*** SUPPLIED MATERIAL

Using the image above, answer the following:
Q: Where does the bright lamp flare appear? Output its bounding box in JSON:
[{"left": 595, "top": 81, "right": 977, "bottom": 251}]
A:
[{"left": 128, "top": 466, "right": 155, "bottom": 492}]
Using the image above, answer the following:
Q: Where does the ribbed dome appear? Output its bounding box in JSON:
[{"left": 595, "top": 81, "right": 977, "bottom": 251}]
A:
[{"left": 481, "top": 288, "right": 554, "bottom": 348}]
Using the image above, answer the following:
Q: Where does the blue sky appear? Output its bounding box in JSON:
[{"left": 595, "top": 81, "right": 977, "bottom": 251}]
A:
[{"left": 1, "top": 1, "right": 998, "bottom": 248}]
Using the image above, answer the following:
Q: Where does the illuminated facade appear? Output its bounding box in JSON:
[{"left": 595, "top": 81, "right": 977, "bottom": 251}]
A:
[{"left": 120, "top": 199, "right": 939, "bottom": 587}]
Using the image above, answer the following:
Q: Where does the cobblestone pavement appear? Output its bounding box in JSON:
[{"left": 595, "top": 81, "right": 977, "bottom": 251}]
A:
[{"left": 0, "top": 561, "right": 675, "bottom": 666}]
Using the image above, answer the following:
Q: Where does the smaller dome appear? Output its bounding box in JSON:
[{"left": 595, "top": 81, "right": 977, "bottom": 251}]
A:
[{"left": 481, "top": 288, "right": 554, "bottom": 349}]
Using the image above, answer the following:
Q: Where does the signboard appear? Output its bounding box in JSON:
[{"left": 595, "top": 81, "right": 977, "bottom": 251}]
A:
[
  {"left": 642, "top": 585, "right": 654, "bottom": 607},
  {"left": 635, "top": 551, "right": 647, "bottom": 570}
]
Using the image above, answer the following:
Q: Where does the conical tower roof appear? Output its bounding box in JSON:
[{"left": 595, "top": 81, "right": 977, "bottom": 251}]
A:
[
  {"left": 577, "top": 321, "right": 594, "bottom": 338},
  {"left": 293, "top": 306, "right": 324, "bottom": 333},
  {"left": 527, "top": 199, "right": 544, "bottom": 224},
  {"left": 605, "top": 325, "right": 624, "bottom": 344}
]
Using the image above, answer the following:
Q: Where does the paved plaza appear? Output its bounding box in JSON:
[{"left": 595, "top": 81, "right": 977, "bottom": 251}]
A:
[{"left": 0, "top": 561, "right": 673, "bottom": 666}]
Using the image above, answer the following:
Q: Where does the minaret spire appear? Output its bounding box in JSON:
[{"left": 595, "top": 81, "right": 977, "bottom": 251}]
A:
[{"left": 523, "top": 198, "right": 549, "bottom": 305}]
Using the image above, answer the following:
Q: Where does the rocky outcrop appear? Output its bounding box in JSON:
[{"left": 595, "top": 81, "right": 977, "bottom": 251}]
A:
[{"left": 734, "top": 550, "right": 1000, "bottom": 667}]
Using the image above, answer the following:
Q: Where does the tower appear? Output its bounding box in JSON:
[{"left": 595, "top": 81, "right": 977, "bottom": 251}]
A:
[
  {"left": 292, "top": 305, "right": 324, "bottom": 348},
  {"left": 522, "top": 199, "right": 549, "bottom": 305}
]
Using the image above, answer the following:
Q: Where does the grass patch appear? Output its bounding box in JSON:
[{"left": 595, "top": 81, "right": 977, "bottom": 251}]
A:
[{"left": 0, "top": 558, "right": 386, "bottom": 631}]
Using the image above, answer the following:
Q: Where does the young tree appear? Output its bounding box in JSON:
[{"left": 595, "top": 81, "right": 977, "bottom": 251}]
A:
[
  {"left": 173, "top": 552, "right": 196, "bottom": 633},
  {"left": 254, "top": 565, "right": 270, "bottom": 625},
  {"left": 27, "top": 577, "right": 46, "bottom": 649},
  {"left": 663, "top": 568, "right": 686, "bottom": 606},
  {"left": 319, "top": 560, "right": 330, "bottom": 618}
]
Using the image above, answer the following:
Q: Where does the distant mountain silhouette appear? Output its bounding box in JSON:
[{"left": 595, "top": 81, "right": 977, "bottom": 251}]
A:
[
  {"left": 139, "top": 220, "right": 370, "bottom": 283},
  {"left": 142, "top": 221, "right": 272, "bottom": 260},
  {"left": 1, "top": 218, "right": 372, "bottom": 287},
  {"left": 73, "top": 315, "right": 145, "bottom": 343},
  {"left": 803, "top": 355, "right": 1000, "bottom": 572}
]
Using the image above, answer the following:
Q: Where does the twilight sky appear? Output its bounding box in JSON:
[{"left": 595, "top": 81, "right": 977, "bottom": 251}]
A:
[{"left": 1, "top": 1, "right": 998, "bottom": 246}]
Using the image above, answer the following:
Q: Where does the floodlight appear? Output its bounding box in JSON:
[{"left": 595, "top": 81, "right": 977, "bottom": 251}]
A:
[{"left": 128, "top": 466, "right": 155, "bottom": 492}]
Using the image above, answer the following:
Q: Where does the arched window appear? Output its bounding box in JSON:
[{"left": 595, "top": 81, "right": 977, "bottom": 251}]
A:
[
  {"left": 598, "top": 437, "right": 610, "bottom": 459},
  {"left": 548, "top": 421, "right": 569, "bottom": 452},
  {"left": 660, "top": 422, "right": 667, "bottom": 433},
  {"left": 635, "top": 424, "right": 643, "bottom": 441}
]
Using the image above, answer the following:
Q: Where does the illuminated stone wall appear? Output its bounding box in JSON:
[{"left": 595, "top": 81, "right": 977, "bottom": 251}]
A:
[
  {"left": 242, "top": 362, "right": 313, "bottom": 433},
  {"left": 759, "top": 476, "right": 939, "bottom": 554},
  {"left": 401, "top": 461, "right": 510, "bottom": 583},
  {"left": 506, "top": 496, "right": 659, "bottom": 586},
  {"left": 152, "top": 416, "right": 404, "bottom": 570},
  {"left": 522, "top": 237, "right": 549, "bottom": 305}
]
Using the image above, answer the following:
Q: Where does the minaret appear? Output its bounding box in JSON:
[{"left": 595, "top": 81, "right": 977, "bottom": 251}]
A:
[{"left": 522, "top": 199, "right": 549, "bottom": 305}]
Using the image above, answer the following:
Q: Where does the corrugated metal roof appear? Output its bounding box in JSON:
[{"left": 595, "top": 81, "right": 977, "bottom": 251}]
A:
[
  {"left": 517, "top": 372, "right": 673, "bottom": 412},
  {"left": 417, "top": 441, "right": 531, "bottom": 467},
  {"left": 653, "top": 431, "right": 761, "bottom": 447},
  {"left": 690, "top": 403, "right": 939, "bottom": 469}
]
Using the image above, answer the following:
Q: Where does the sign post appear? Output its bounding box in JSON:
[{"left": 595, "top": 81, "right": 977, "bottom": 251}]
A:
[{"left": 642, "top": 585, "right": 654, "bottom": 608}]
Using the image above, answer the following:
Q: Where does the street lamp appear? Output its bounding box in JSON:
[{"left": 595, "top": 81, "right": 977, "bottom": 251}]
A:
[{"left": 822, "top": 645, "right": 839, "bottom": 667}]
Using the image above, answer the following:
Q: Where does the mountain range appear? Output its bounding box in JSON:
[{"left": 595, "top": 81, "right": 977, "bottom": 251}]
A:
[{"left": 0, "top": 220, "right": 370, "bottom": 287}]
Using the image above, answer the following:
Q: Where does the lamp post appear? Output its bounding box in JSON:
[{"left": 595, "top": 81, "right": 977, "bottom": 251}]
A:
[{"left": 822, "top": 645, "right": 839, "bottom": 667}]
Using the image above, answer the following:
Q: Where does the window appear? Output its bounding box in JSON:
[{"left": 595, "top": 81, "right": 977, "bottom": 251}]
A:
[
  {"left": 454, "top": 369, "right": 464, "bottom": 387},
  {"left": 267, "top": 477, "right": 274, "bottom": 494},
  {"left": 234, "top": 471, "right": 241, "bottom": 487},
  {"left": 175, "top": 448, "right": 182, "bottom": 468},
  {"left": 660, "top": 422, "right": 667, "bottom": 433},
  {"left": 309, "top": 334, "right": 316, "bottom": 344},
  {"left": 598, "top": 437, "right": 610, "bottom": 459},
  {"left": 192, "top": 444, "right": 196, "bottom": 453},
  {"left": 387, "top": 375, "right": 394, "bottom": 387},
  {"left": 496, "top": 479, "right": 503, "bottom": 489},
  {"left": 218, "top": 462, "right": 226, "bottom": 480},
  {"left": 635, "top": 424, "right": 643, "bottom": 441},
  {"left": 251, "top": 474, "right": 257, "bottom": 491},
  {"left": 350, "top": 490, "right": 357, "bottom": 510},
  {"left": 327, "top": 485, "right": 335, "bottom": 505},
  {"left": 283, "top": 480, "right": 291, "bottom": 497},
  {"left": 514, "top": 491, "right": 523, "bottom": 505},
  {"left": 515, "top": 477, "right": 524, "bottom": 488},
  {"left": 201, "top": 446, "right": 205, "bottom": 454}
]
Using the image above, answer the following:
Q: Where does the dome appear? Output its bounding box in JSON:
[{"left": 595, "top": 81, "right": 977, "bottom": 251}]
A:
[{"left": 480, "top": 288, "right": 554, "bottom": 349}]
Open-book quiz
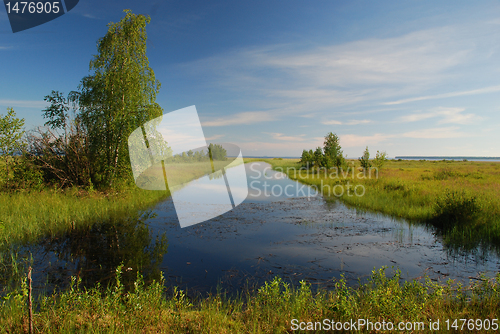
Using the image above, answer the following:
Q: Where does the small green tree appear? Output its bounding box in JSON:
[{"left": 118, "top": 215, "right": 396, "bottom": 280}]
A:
[
  {"left": 308, "top": 149, "right": 314, "bottom": 167},
  {"left": 0, "top": 108, "right": 26, "bottom": 184},
  {"left": 323, "top": 132, "right": 345, "bottom": 169},
  {"left": 313, "top": 147, "right": 324, "bottom": 170},
  {"left": 42, "top": 90, "right": 69, "bottom": 131},
  {"left": 373, "top": 150, "right": 388, "bottom": 169},
  {"left": 300, "top": 149, "right": 313, "bottom": 168},
  {"left": 359, "top": 146, "right": 371, "bottom": 171}
]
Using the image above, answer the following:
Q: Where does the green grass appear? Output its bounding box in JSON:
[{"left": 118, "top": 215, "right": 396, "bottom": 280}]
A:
[
  {"left": 255, "top": 158, "right": 500, "bottom": 251},
  {"left": 1, "top": 265, "right": 499, "bottom": 333},
  {"left": 0, "top": 186, "right": 170, "bottom": 247}
]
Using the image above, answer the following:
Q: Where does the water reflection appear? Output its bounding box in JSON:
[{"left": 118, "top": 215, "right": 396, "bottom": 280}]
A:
[
  {"left": 1, "top": 210, "right": 167, "bottom": 296},
  {"left": 245, "top": 161, "right": 320, "bottom": 202}
]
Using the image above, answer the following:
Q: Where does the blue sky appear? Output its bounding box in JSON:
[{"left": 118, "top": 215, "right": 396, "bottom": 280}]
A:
[{"left": 1, "top": 0, "right": 500, "bottom": 158}]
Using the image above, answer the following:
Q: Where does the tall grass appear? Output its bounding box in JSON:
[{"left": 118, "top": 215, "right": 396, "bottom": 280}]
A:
[
  {"left": 0, "top": 187, "right": 170, "bottom": 246},
  {"left": 1, "top": 265, "right": 499, "bottom": 333}
]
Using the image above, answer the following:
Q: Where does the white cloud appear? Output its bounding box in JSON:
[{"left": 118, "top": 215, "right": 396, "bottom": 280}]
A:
[
  {"left": 173, "top": 17, "right": 498, "bottom": 157},
  {"left": 82, "top": 13, "right": 100, "bottom": 19},
  {"left": 397, "top": 107, "right": 478, "bottom": 124},
  {"left": 346, "top": 119, "right": 372, "bottom": 125},
  {"left": 339, "top": 125, "right": 470, "bottom": 147},
  {"left": 264, "top": 132, "right": 306, "bottom": 141},
  {"left": 340, "top": 134, "right": 394, "bottom": 147},
  {"left": 256, "top": 27, "right": 469, "bottom": 88},
  {"left": 322, "top": 119, "right": 372, "bottom": 125},
  {"left": 322, "top": 120, "right": 342, "bottom": 125},
  {"left": 298, "top": 113, "right": 317, "bottom": 118},
  {"left": 384, "top": 85, "right": 500, "bottom": 105},
  {"left": 239, "top": 137, "right": 324, "bottom": 152},
  {"left": 397, "top": 112, "right": 435, "bottom": 123},
  {"left": 401, "top": 126, "right": 466, "bottom": 139},
  {"left": 202, "top": 111, "right": 276, "bottom": 127},
  {"left": 486, "top": 18, "right": 500, "bottom": 25},
  {"left": 436, "top": 107, "right": 477, "bottom": 124},
  {"left": 178, "top": 21, "right": 498, "bottom": 121},
  {"left": 205, "top": 134, "right": 225, "bottom": 141}
]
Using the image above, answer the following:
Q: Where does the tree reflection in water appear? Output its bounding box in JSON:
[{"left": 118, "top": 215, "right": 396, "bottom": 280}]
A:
[{"left": 35, "top": 210, "right": 168, "bottom": 292}]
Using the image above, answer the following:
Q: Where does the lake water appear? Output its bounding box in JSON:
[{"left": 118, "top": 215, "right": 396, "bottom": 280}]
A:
[{"left": 3, "top": 162, "right": 499, "bottom": 296}]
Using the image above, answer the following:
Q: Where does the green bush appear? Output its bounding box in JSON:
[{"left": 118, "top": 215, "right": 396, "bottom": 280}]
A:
[
  {"left": 432, "top": 190, "right": 480, "bottom": 229},
  {"left": 0, "top": 157, "right": 44, "bottom": 191},
  {"left": 11, "top": 159, "right": 44, "bottom": 191}
]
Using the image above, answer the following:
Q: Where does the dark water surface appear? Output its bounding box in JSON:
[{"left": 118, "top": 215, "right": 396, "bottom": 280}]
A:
[{"left": 3, "top": 162, "right": 500, "bottom": 296}]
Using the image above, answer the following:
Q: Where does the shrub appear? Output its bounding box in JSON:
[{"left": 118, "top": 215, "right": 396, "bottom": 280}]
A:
[
  {"left": 432, "top": 190, "right": 480, "bottom": 229},
  {"left": 0, "top": 157, "right": 44, "bottom": 191},
  {"left": 372, "top": 150, "right": 388, "bottom": 169},
  {"left": 11, "top": 158, "right": 44, "bottom": 191},
  {"left": 359, "top": 146, "right": 371, "bottom": 170}
]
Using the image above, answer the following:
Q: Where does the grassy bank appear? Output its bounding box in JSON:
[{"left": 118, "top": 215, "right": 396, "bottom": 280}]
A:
[
  {"left": 1, "top": 266, "right": 499, "bottom": 333},
  {"left": 0, "top": 186, "right": 170, "bottom": 247},
  {"left": 257, "top": 158, "right": 500, "bottom": 251}
]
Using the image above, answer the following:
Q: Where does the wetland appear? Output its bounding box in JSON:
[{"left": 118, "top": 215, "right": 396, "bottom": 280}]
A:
[{"left": 2, "top": 162, "right": 498, "bottom": 297}]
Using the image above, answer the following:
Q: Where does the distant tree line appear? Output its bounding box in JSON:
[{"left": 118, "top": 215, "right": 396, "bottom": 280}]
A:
[{"left": 167, "top": 144, "right": 227, "bottom": 163}]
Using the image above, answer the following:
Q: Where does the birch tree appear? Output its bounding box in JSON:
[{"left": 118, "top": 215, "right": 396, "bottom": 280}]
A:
[{"left": 77, "top": 9, "right": 162, "bottom": 187}]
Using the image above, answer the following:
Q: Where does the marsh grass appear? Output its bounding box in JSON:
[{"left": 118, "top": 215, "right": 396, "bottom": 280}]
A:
[
  {"left": 432, "top": 190, "right": 481, "bottom": 229},
  {"left": 0, "top": 187, "right": 170, "bottom": 247},
  {"left": 256, "top": 158, "right": 500, "bottom": 251},
  {"left": 1, "top": 266, "right": 499, "bottom": 333}
]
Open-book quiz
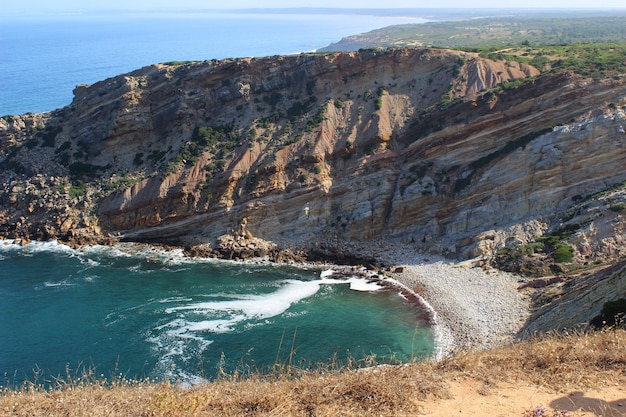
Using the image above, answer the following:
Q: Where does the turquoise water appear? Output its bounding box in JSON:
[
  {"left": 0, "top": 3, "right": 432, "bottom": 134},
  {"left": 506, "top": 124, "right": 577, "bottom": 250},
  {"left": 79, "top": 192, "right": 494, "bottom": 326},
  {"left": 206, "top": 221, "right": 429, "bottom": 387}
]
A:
[
  {"left": 0, "top": 10, "right": 436, "bottom": 386},
  {"left": 0, "top": 242, "right": 435, "bottom": 385}
]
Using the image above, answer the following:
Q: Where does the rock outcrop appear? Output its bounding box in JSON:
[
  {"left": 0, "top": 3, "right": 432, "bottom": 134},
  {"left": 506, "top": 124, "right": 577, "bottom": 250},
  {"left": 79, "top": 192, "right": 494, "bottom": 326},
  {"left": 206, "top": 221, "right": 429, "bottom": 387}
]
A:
[
  {"left": 1, "top": 48, "right": 625, "bottom": 267},
  {"left": 521, "top": 260, "right": 626, "bottom": 333}
]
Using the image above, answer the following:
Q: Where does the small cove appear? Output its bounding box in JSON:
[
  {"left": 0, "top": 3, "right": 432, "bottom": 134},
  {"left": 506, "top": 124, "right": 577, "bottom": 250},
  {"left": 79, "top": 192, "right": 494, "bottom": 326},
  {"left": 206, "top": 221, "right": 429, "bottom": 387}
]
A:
[{"left": 0, "top": 241, "right": 435, "bottom": 386}]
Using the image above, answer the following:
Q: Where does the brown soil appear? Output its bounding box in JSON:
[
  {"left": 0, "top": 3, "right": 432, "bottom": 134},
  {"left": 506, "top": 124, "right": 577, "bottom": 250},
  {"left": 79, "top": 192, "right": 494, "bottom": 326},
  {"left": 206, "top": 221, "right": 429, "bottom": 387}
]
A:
[{"left": 419, "top": 382, "right": 625, "bottom": 417}]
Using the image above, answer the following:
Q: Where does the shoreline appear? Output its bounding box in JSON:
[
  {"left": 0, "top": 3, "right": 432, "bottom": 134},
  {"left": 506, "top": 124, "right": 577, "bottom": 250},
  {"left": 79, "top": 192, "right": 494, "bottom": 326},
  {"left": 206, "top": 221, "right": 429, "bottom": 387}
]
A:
[
  {"left": 1, "top": 238, "right": 530, "bottom": 360},
  {"left": 317, "top": 241, "right": 531, "bottom": 356},
  {"left": 383, "top": 249, "right": 530, "bottom": 355}
]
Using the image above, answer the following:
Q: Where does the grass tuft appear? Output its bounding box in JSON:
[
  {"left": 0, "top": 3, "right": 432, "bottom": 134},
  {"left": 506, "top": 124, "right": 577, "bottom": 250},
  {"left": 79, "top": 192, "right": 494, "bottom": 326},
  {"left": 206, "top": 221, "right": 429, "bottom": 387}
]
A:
[{"left": 1, "top": 329, "right": 624, "bottom": 416}]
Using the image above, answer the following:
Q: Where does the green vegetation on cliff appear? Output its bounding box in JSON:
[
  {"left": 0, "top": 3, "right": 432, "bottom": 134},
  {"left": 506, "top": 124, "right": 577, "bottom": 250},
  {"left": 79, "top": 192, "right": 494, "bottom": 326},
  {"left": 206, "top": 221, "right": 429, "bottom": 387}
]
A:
[
  {"left": 321, "top": 16, "right": 626, "bottom": 79},
  {"left": 321, "top": 15, "right": 626, "bottom": 51},
  {"left": 466, "top": 42, "right": 626, "bottom": 79}
]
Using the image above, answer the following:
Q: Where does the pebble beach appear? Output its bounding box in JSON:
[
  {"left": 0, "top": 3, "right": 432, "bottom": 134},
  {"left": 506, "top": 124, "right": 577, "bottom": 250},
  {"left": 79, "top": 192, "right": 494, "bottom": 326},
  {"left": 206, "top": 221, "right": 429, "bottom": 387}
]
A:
[
  {"left": 322, "top": 240, "right": 531, "bottom": 358},
  {"left": 385, "top": 250, "right": 531, "bottom": 357}
]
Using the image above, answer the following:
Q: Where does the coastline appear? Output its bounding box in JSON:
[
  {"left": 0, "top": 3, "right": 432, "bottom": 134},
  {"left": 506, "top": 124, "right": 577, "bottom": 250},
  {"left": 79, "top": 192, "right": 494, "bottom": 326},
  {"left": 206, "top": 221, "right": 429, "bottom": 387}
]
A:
[
  {"left": 2, "top": 238, "right": 530, "bottom": 361},
  {"left": 382, "top": 247, "right": 530, "bottom": 356},
  {"left": 319, "top": 241, "right": 531, "bottom": 357},
  {"left": 183, "top": 237, "right": 531, "bottom": 357}
]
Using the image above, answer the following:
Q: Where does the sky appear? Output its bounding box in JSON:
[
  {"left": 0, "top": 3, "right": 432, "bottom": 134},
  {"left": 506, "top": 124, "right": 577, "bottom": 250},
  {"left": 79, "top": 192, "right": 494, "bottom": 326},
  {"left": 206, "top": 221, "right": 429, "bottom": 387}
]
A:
[{"left": 2, "top": 0, "right": 626, "bottom": 14}]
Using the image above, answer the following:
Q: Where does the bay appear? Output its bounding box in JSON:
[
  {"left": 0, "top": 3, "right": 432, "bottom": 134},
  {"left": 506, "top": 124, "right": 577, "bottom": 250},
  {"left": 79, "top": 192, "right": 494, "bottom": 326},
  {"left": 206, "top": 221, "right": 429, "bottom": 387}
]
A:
[
  {"left": 0, "top": 242, "right": 435, "bottom": 386},
  {"left": 0, "top": 10, "right": 436, "bottom": 387}
]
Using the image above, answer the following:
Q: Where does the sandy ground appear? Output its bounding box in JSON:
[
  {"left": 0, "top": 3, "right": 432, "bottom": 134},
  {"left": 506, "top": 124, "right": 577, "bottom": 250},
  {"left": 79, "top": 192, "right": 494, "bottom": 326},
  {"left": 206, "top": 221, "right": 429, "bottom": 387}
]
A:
[{"left": 415, "top": 381, "right": 626, "bottom": 417}]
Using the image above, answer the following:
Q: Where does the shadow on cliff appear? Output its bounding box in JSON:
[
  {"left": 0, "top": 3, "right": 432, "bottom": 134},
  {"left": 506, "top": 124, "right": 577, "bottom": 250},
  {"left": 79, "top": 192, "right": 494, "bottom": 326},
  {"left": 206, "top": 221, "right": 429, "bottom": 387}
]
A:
[
  {"left": 550, "top": 391, "right": 625, "bottom": 416},
  {"left": 516, "top": 260, "right": 626, "bottom": 336}
]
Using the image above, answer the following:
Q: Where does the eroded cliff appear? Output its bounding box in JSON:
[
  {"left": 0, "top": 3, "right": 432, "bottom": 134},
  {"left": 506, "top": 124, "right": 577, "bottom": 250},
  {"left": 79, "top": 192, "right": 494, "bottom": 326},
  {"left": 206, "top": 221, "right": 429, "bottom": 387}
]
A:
[{"left": 1, "top": 48, "right": 625, "bottom": 268}]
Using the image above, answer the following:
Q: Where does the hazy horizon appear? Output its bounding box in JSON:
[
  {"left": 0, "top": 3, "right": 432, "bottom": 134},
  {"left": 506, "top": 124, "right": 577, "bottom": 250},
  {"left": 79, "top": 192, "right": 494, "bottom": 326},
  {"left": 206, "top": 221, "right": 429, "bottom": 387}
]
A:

******

_WORK INSTRUCTIONS_.
In the records, which lines mention the word "cliff"? Copy those lines.

_PROBLEM SOLUTION_.
Q: Where does the green vegetation on cliff appear? Output its bounding box in JSON:
Q: Where does the shadow on cliff appear? Output its bounding box in JSON:
Q: Where does the eroded cliff appear? Output its bounding box in JSON:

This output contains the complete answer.